- _Directive_: Locate the line that contains "If you could mark the industrial". Print it and every subsequent line through the final line of the records, exactly and only those.

- _Records_:
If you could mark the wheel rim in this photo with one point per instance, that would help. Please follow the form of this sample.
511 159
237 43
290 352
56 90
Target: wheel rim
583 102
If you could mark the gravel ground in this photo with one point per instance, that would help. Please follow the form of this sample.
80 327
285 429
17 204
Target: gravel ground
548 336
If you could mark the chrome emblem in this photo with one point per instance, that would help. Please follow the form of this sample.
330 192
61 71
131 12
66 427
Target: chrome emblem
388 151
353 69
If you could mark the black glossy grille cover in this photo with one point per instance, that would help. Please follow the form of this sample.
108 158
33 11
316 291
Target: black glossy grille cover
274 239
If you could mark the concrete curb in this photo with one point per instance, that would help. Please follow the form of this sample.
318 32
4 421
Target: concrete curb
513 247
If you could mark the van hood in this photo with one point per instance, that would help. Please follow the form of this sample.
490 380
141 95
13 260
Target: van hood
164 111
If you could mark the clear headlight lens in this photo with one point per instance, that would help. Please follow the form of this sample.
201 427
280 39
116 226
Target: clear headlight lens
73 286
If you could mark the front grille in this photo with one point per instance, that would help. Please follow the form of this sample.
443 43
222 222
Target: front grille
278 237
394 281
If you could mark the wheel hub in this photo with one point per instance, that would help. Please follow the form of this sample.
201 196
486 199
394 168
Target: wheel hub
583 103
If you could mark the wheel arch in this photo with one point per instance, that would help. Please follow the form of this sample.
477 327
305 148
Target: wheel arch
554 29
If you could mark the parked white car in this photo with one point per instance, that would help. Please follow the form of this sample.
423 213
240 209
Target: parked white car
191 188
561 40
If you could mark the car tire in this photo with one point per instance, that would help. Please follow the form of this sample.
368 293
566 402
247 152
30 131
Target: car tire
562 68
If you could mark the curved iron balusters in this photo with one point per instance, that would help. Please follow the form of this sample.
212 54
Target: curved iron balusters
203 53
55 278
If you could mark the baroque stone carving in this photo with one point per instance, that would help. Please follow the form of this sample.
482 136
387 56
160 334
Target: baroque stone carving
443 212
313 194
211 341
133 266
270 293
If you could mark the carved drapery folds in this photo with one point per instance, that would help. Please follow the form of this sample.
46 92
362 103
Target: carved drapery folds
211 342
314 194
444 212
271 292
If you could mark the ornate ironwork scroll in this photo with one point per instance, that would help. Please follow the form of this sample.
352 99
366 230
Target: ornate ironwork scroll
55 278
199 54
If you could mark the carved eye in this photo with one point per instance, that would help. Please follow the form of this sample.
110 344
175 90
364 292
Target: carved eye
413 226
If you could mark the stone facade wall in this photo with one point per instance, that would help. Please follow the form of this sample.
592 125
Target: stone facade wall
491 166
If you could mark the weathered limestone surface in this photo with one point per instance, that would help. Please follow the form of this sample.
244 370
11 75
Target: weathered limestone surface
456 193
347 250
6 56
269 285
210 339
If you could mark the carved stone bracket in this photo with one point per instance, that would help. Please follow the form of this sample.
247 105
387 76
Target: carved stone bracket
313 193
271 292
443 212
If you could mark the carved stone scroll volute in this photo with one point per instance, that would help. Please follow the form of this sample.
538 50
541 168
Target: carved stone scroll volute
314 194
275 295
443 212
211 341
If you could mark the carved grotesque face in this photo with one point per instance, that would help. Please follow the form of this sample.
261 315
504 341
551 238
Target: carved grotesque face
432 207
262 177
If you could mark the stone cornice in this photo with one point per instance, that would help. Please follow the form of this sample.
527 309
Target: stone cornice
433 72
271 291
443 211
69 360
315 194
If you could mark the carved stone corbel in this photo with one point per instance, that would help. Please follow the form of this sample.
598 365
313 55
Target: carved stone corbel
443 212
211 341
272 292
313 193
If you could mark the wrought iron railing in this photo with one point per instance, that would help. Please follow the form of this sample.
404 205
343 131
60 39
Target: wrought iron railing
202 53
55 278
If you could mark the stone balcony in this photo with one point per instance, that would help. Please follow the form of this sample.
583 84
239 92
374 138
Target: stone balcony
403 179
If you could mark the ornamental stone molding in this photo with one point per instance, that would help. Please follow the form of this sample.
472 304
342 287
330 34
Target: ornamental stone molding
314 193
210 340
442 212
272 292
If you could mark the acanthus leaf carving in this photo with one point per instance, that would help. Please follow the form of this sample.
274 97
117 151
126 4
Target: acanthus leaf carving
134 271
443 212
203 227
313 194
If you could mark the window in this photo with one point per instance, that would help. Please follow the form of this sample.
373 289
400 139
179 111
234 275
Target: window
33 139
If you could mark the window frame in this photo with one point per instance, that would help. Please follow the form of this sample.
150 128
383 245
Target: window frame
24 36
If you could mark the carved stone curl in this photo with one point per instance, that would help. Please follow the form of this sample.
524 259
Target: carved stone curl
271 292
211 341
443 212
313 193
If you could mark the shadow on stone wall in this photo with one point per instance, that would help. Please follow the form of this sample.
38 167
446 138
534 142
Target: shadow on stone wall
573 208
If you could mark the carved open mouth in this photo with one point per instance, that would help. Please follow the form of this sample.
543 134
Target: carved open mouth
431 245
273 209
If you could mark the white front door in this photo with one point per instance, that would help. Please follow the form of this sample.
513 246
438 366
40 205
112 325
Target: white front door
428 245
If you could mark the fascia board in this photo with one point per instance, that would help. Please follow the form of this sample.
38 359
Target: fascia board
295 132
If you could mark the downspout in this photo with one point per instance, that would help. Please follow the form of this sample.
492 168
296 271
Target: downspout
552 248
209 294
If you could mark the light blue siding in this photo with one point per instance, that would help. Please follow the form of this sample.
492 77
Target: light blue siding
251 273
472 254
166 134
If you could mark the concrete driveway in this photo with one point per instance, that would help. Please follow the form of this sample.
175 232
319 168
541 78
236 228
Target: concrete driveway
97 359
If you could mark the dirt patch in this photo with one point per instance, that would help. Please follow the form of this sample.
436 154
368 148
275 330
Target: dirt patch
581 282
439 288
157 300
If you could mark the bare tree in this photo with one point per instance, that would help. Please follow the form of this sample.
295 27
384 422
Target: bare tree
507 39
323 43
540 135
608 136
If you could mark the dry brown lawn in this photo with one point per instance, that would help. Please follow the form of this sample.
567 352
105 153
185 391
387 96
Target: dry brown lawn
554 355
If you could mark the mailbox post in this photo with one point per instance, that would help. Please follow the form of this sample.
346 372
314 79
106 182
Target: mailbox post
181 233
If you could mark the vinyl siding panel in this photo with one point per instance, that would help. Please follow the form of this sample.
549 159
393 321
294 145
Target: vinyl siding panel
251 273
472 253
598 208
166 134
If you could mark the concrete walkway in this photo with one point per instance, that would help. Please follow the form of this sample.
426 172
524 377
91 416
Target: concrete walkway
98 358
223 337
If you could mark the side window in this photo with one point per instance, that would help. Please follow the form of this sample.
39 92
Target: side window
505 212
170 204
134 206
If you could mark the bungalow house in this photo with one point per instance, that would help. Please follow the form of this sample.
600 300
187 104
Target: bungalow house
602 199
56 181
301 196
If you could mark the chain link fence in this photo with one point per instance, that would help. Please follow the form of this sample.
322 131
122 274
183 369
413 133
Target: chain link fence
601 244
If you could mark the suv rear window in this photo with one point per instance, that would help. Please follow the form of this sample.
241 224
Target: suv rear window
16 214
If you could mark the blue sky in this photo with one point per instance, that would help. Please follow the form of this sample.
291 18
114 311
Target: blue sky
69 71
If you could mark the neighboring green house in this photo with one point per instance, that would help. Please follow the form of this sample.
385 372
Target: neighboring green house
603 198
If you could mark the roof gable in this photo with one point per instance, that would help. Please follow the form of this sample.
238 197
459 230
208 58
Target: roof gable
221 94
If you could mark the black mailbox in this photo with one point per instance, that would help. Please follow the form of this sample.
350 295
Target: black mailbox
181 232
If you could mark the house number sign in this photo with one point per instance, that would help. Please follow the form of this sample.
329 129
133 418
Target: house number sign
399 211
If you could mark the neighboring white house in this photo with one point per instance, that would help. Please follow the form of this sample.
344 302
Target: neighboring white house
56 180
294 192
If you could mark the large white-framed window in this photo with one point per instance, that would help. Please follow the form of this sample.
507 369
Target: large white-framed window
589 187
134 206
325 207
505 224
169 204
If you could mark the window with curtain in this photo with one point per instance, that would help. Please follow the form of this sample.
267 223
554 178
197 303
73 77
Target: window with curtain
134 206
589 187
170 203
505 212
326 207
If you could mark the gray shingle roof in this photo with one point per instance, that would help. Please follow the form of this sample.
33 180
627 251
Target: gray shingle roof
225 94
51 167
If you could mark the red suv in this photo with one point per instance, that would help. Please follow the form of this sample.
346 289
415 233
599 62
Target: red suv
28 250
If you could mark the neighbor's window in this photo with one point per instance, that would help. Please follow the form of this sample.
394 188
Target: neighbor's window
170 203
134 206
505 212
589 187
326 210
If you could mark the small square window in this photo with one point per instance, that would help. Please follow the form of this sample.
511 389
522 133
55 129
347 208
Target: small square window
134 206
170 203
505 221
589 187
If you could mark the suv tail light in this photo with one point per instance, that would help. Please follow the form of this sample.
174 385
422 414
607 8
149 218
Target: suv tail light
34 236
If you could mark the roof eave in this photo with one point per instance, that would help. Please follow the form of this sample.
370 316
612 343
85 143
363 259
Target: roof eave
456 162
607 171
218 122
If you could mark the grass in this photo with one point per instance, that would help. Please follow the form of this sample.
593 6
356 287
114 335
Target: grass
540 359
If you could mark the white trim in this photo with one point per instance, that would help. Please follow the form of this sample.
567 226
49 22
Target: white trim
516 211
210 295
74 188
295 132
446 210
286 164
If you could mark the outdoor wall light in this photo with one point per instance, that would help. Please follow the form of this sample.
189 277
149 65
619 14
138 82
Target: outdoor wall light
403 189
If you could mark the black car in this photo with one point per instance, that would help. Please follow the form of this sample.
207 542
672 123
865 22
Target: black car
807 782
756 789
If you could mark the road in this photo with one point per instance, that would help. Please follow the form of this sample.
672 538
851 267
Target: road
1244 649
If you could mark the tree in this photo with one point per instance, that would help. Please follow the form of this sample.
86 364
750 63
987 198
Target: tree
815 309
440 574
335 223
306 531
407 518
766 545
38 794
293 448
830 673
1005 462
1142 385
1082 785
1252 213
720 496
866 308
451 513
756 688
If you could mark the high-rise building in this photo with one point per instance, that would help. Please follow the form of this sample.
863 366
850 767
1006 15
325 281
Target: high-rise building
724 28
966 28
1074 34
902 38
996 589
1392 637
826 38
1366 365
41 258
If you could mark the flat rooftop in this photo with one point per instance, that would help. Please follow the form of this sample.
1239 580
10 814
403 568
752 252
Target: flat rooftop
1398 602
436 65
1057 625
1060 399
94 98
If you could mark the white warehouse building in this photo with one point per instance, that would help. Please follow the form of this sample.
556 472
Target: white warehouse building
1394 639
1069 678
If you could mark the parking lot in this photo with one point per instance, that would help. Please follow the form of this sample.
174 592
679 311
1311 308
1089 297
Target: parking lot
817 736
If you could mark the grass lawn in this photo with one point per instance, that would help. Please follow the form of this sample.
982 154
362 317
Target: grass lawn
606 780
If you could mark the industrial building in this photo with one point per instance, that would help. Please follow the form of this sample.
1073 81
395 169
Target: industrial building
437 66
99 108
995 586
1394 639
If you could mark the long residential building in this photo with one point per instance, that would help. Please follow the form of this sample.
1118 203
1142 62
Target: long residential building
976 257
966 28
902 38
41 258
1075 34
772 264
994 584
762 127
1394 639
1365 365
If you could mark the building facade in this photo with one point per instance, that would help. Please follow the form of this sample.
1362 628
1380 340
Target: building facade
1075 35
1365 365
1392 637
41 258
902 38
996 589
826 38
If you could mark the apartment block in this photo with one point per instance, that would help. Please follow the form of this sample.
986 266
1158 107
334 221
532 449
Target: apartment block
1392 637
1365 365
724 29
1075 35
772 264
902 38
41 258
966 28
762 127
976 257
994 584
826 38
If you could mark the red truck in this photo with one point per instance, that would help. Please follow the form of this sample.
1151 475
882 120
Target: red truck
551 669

- _Expected answer_:
If you could mark the industrial building in this photo with one point per instance, that would help. Please follow the form of this sample.
1073 81
395 169
Target: industrial building
437 66
99 108
995 586
1394 639
If you could mark the long residential building in this photo with one point per instance, that would help. Please follow the form of this sample.
1118 203
1142 62
Target: long residential building
976 257
966 28
902 38
41 258
1075 34
772 264
994 584
762 127
1394 639
1365 365
If you could mark the building facade in this photo with one point per instance, that would help. Please follow the form of this sample.
1362 628
1380 340
Target: building facade
1075 35
1365 365
1392 637
41 258
902 38
996 589
826 38
If you could mark the apartment block in this photo with one point per instance, that would help. Please follow the form of this sample.
986 266
1158 107
334 221
532 449
Target: apartment block
1392 637
1365 365
724 29
1075 35
772 264
902 38
41 258
966 28
762 127
976 257
994 584
826 38
If you could mark the red truck in this photo with one point per instance, that would help. Please follow the form of this sample.
1151 475
882 120
Target: red truck
551 669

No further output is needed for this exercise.